__STATED GOAL__. Copy out each line of the records below that contains the word "every". Uppercase and lowercase letters count as different.

__EXERCISE MATERIALS__.
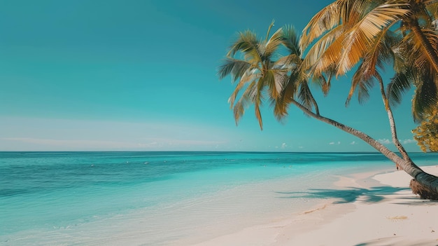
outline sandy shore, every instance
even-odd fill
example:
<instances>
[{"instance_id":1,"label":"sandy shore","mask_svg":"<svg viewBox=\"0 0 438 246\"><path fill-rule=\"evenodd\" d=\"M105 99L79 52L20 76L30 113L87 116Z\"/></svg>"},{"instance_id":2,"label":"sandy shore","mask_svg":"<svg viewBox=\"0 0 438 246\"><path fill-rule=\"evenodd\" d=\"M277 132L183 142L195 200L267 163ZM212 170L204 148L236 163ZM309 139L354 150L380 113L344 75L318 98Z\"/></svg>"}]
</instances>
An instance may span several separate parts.
<instances>
[{"instance_id":1,"label":"sandy shore","mask_svg":"<svg viewBox=\"0 0 438 246\"><path fill-rule=\"evenodd\" d=\"M325 204L197 245L438 245L438 203L413 194L410 179L404 171L341 177L339 189L311 191L330 198Z\"/></svg>"}]
</instances>

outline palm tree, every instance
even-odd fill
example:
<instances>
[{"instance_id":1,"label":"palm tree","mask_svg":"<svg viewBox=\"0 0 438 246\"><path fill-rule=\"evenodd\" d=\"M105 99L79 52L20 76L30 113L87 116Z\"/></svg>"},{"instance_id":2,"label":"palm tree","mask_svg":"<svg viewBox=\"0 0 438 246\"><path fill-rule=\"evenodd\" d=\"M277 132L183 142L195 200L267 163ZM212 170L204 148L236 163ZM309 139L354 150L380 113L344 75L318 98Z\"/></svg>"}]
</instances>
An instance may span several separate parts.
<instances>
[{"instance_id":1,"label":"palm tree","mask_svg":"<svg viewBox=\"0 0 438 246\"><path fill-rule=\"evenodd\" d=\"M272 26L273 24L269 30ZM284 118L288 114L289 105L293 104L309 116L364 140L389 159L398 163L422 184L431 187L431 193L436 195L438 181L435 176L423 172L411 161L400 158L364 132L320 114L318 104L307 82L309 78L318 82L323 86L323 92L326 92L330 88L330 81L326 80L325 75L329 74L330 78L330 75L335 71L335 67L329 67L327 71L320 74L308 76L304 72L306 69L302 69L305 59L302 58L300 50L298 48L299 39L296 33L291 30L293 29L279 29L271 38L269 38L268 31L264 40L257 39L254 33L247 31L240 33L236 42L232 45L223 64L219 67L218 75L220 78L231 75L232 81L238 81L229 100L231 107L234 109L236 123L246 107L250 104L254 104L256 117L262 128L260 107L266 97L274 104L274 114L278 120ZM281 45L285 47L288 54L274 60L275 51L278 51ZM376 76L377 74L372 76ZM236 102L235 100L239 95L240 99Z\"/></svg>"},{"instance_id":2,"label":"palm tree","mask_svg":"<svg viewBox=\"0 0 438 246\"><path fill-rule=\"evenodd\" d=\"M344 75L360 62L376 39L400 24L397 32L402 38L397 48L409 57L407 67L417 71L409 78L417 88L413 116L421 121L438 103L438 94L430 93L438 91L437 16L438 0L335 1L303 30L302 50L316 42L309 49L304 67L319 76L336 64L335 75Z\"/></svg>"},{"instance_id":3,"label":"palm tree","mask_svg":"<svg viewBox=\"0 0 438 246\"><path fill-rule=\"evenodd\" d=\"M360 89L360 100L361 95L366 97L367 90L372 86L370 81L379 81L393 142L406 160L404 164L395 162L425 184L425 189L435 193L438 193L437 185L431 182L437 183L432 181L437 177L428 175L425 175L428 179L418 177L424 172L415 165L399 142L389 102L400 102L401 94L414 84L416 90L412 112L416 121L423 120L438 105L438 35L435 29L437 2L338 0L311 20L303 30L300 43L302 50L314 43L309 49L303 69L316 76L332 70L333 66L336 76L343 75L360 63L353 76L348 101L356 88ZM401 27L396 29L396 24L400 24ZM388 46L388 38L393 30L399 40ZM388 55L395 60L397 73L386 93L376 67L381 67L379 62ZM400 57L403 57L403 62L400 62Z\"/></svg>"},{"instance_id":4,"label":"palm tree","mask_svg":"<svg viewBox=\"0 0 438 246\"><path fill-rule=\"evenodd\" d=\"M231 74L233 82L239 80L236 89L228 100L234 109L236 124L245 109L253 104L255 116L262 130L260 107L267 96L274 105L275 115L278 119L282 118L287 114L286 105L289 98L282 93L285 90L287 93L294 94L297 87L294 83L289 83L289 81L302 76L297 69L302 60L295 29L292 27L280 28L269 37L269 32L273 26L274 21L268 28L266 38L262 40L257 39L256 34L249 30L240 32L236 41L231 46L223 64L219 67L218 76L220 79ZM289 54L274 60L277 54L276 51L281 46L285 47ZM242 59L236 59L235 57L237 55L241 55ZM306 94L309 90L307 83L302 83L299 88L303 105L307 109L316 107L311 94ZM236 102L241 92L240 99Z\"/></svg>"}]
</instances>

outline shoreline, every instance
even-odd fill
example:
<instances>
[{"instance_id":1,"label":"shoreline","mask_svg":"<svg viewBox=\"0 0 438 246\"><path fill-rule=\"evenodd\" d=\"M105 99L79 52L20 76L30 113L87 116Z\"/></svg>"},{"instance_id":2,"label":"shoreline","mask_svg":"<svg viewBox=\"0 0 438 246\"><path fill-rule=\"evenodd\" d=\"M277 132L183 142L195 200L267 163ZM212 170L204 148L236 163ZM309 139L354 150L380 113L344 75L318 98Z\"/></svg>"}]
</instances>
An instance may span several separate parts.
<instances>
[{"instance_id":1,"label":"shoreline","mask_svg":"<svg viewBox=\"0 0 438 246\"><path fill-rule=\"evenodd\" d=\"M438 165L421 168L438 175ZM318 206L194 245L438 245L438 203L412 193L406 172L339 177L338 189L319 191L333 198Z\"/></svg>"}]
</instances>

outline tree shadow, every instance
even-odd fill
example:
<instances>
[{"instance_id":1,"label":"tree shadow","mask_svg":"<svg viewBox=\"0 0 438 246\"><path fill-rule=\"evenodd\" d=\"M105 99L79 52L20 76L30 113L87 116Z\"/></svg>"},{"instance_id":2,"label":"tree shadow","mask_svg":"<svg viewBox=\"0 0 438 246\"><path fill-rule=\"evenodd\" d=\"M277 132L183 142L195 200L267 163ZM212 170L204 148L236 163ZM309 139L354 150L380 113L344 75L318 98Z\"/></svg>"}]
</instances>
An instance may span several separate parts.
<instances>
[{"instance_id":1,"label":"tree shadow","mask_svg":"<svg viewBox=\"0 0 438 246\"><path fill-rule=\"evenodd\" d=\"M281 198L335 198L335 204L349 203L360 200L367 203L375 203L386 199L386 196L393 195L396 192L409 190L409 188L376 186L370 189L347 187L346 189L309 189L309 191L276 192L281 195Z\"/></svg>"},{"instance_id":2,"label":"tree shadow","mask_svg":"<svg viewBox=\"0 0 438 246\"><path fill-rule=\"evenodd\" d=\"M407 241L406 240L395 240L394 238L383 238L372 240L370 241L364 242L355 245L354 246L424 246L424 245L436 245L438 246L436 240L421 240L418 242Z\"/></svg>"}]
</instances>

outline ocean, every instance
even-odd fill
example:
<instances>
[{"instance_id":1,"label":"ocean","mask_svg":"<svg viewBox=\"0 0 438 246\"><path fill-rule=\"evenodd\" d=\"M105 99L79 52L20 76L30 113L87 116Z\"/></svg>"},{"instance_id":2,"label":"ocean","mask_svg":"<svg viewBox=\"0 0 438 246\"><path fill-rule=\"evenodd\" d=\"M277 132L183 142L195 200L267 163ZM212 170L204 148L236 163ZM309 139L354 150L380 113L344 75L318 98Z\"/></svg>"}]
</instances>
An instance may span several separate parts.
<instances>
[{"instance_id":1,"label":"ocean","mask_svg":"<svg viewBox=\"0 0 438 246\"><path fill-rule=\"evenodd\" d=\"M421 165L438 153L414 153ZM0 245L173 245L309 210L377 153L0 152Z\"/></svg>"}]
</instances>

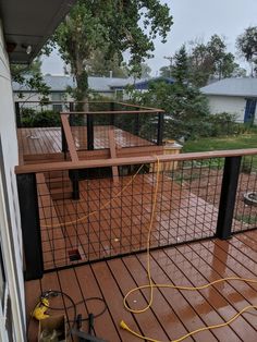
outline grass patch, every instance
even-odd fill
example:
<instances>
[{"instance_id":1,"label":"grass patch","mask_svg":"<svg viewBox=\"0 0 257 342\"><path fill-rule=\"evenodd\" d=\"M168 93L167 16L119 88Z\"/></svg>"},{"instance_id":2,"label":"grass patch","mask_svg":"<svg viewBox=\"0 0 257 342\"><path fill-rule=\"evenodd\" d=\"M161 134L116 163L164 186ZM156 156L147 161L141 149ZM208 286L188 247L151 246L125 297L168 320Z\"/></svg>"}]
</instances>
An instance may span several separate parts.
<instances>
[{"instance_id":1,"label":"grass patch","mask_svg":"<svg viewBox=\"0 0 257 342\"><path fill-rule=\"evenodd\" d=\"M183 152L200 152L221 149L257 148L257 134L241 134L225 137L208 137L187 141Z\"/></svg>"},{"instance_id":2,"label":"grass patch","mask_svg":"<svg viewBox=\"0 0 257 342\"><path fill-rule=\"evenodd\" d=\"M195 141L187 141L183 146L182 152L201 152L241 148L257 148L257 134L241 134L236 136L208 138L203 137ZM257 170L257 156L245 157L242 164L243 168L248 168L249 172L250 170Z\"/></svg>"}]
</instances>

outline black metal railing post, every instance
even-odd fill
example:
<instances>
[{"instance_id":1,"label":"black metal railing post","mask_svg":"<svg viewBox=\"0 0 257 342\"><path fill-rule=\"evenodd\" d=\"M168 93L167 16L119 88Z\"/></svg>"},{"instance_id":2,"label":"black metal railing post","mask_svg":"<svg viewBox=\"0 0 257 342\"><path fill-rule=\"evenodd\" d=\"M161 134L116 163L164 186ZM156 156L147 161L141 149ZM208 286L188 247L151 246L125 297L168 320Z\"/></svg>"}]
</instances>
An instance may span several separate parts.
<instances>
[{"instance_id":1,"label":"black metal railing post","mask_svg":"<svg viewBox=\"0 0 257 342\"><path fill-rule=\"evenodd\" d=\"M241 160L242 157L225 158L216 230L216 236L222 240L231 237Z\"/></svg>"},{"instance_id":2,"label":"black metal railing post","mask_svg":"<svg viewBox=\"0 0 257 342\"><path fill-rule=\"evenodd\" d=\"M94 117L87 114L87 149L94 149Z\"/></svg>"},{"instance_id":3,"label":"black metal railing post","mask_svg":"<svg viewBox=\"0 0 257 342\"><path fill-rule=\"evenodd\" d=\"M17 174L17 191L25 255L25 280L44 274L42 246L35 173Z\"/></svg>"},{"instance_id":4,"label":"black metal railing post","mask_svg":"<svg viewBox=\"0 0 257 342\"><path fill-rule=\"evenodd\" d=\"M20 102L15 102L15 115L16 115L16 127L21 129L22 118L21 118Z\"/></svg>"},{"instance_id":5,"label":"black metal railing post","mask_svg":"<svg viewBox=\"0 0 257 342\"><path fill-rule=\"evenodd\" d=\"M79 199L79 174L78 170L69 171L70 180L72 182L72 198Z\"/></svg>"},{"instance_id":6,"label":"black metal railing post","mask_svg":"<svg viewBox=\"0 0 257 342\"><path fill-rule=\"evenodd\" d=\"M158 113L157 145L162 145L164 127L164 113Z\"/></svg>"},{"instance_id":7,"label":"black metal railing post","mask_svg":"<svg viewBox=\"0 0 257 342\"><path fill-rule=\"evenodd\" d=\"M135 114L134 134L135 134L136 136L139 135L139 113L136 113L136 114Z\"/></svg>"},{"instance_id":8,"label":"black metal railing post","mask_svg":"<svg viewBox=\"0 0 257 342\"><path fill-rule=\"evenodd\" d=\"M70 110L70 113L72 113L74 111L74 102L69 103L69 110ZM69 115L69 122L70 122L70 126L74 125L74 115L73 114Z\"/></svg>"},{"instance_id":9,"label":"black metal railing post","mask_svg":"<svg viewBox=\"0 0 257 342\"><path fill-rule=\"evenodd\" d=\"M112 113L111 113L111 117L110 117L110 125L112 125L112 126L115 125L115 114L114 114L114 110L115 110L115 103L114 103L114 102L111 102L111 103L110 103L110 111L111 111Z\"/></svg>"},{"instance_id":10,"label":"black metal railing post","mask_svg":"<svg viewBox=\"0 0 257 342\"><path fill-rule=\"evenodd\" d=\"M68 143L66 143L66 137L65 137L65 133L62 125L61 125L61 138L62 138L62 152L64 154L64 160L66 160Z\"/></svg>"}]
</instances>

__ANSWER TO THE EXERCISE__.
outline sandy shore, every instance
outline palm tree, every instance
outline shoreline, every instance
outline tree shadow, every instance
outline ocean, every instance
outline grass patch, every instance
outline black metal railing post, every instance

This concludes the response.